▸ Data supplied:
|---|

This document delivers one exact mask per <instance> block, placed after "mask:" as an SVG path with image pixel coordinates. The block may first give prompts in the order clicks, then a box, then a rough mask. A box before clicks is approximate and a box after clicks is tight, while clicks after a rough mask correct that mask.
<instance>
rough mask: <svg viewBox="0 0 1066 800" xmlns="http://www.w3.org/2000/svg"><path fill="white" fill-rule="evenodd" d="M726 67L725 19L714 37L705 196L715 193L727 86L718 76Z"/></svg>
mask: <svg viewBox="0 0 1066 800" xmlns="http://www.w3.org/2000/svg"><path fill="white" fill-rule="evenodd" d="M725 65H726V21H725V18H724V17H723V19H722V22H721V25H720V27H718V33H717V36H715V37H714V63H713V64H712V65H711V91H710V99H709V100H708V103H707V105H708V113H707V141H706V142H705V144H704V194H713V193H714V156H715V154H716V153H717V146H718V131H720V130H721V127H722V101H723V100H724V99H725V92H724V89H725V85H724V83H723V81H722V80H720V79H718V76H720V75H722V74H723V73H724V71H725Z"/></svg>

|---|

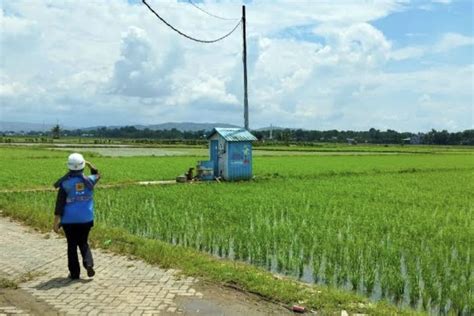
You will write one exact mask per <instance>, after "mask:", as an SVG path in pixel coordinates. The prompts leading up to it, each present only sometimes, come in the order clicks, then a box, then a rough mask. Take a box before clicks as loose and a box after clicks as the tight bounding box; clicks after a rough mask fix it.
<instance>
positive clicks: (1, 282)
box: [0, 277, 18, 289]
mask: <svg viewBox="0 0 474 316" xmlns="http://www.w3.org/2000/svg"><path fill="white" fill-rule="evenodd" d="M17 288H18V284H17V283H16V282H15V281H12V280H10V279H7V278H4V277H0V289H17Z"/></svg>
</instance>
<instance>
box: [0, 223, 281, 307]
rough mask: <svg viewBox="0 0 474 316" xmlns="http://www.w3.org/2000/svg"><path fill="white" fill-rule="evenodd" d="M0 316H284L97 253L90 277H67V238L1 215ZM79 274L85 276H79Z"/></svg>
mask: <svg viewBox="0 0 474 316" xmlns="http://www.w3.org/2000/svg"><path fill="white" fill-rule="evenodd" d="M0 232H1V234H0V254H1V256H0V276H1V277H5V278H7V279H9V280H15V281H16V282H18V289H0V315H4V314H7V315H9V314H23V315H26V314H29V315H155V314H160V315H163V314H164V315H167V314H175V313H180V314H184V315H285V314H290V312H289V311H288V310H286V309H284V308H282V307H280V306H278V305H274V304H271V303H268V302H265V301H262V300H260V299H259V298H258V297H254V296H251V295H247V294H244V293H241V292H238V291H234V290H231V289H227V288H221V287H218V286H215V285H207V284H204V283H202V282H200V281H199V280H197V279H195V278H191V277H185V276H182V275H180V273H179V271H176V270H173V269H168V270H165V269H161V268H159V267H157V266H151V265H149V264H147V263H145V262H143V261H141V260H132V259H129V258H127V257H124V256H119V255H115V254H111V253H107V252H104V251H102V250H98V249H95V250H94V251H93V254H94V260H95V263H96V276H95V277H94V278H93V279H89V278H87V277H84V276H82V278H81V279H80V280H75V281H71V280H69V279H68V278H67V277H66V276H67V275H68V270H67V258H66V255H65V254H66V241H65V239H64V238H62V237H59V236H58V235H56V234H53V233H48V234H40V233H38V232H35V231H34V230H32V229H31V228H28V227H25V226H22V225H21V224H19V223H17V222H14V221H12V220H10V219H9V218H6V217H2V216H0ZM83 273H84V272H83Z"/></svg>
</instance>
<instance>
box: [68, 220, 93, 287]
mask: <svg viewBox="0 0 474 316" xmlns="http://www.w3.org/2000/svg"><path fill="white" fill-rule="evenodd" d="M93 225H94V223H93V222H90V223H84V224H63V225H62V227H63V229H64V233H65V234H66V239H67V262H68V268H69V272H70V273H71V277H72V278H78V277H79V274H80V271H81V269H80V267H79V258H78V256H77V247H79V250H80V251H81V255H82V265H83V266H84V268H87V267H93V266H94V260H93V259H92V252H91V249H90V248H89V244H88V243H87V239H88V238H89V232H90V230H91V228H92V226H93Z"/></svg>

|---|

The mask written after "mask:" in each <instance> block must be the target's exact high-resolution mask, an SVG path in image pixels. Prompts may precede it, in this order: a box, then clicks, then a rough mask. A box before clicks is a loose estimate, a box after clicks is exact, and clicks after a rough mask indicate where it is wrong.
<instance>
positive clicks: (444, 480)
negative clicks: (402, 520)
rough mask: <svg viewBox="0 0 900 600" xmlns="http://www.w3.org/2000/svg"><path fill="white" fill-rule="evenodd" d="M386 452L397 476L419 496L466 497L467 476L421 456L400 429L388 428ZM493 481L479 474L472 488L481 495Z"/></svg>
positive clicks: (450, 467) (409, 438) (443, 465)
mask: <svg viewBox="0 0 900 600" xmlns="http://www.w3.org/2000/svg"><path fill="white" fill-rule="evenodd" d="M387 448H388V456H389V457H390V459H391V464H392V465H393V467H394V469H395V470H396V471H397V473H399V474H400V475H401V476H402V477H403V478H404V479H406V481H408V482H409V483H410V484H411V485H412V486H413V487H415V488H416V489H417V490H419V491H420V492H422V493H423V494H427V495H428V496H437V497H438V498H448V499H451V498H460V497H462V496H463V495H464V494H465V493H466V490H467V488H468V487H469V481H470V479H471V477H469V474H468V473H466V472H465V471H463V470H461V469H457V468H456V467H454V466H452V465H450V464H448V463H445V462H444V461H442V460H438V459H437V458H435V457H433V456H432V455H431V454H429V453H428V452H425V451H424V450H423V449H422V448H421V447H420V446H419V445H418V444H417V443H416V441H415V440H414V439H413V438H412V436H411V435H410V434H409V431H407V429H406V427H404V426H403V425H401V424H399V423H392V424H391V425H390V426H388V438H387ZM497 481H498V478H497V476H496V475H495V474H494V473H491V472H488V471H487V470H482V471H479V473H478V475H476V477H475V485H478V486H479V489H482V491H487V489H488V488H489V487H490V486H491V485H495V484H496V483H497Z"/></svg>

|---|

▸ What this task involves: After reading the material above, state how many of its lines hold the word "each". No other output is needed.

▸ Final answer: 2